GIVEN EXERCISE: Render the lines from the one with "meadow under snow" to the one with "[[[256,63],[112,56],[0,72],[0,169],[255,167]]]", both included, as a JSON list of strings, one string per line with blank lines dropped. Leave any pictures out of your answer.

━━━ DATA LISTING ━━━

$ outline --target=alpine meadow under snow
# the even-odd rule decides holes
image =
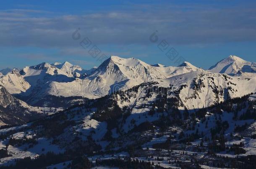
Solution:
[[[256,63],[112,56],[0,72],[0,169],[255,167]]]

━━━
━━━ DATA LISTING ━━━

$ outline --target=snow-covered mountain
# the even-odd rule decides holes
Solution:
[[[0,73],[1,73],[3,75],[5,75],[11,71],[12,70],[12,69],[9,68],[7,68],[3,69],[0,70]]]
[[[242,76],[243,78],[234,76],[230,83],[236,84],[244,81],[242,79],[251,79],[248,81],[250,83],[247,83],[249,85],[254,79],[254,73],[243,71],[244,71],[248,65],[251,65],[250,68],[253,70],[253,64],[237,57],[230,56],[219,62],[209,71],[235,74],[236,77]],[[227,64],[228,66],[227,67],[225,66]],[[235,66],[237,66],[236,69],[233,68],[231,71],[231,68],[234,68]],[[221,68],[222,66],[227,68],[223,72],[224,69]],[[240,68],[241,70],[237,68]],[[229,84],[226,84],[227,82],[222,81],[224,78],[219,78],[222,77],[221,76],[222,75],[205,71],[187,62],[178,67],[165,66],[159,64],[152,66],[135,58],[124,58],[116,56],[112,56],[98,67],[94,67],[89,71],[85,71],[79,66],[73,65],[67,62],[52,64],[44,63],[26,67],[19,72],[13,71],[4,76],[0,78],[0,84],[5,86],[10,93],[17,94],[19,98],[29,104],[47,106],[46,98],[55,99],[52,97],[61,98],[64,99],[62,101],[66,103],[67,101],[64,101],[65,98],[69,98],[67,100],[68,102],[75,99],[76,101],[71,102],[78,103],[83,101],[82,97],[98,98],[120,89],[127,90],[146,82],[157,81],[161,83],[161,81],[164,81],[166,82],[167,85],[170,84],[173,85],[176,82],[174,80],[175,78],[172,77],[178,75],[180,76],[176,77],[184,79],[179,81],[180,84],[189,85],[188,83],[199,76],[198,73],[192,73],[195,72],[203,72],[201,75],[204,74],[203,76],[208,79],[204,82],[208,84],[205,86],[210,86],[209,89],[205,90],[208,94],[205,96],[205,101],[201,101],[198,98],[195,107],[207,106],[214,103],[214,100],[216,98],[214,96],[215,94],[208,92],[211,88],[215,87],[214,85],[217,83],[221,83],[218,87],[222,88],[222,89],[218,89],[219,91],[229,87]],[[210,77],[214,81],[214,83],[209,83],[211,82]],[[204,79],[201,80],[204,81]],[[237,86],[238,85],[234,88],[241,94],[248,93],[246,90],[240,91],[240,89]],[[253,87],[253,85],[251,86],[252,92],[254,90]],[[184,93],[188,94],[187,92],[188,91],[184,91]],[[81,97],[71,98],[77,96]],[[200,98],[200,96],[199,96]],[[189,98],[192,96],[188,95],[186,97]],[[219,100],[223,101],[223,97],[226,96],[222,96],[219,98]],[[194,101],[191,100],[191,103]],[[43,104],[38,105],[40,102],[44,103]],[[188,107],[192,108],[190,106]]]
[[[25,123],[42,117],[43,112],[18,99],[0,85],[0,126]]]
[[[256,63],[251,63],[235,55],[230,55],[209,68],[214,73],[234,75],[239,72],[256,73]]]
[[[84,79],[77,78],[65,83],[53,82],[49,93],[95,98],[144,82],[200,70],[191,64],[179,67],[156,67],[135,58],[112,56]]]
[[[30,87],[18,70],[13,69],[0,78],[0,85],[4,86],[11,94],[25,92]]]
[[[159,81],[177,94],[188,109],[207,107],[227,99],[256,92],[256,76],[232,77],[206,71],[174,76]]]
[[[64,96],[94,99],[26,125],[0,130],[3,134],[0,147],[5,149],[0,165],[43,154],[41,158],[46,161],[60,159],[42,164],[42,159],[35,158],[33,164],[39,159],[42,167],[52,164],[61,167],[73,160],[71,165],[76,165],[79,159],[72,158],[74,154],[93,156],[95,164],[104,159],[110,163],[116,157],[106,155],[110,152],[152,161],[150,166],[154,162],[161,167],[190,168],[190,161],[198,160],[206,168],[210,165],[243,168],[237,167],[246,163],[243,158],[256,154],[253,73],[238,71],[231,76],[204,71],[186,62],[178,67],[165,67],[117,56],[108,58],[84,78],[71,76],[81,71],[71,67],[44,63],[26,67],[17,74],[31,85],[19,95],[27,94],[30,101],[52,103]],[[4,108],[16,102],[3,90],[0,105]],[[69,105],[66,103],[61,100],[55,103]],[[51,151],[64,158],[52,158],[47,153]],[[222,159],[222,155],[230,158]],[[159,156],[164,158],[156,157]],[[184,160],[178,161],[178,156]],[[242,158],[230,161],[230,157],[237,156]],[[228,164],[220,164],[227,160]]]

━━━

FINAL RESULT:
[
  "$ outline --target=alpine meadow under snow",
  "# the even-odd rule decides holes",
  "image =",
  "Solution:",
  "[[[256,63],[112,56],[0,72],[0,169],[255,167]]]"
]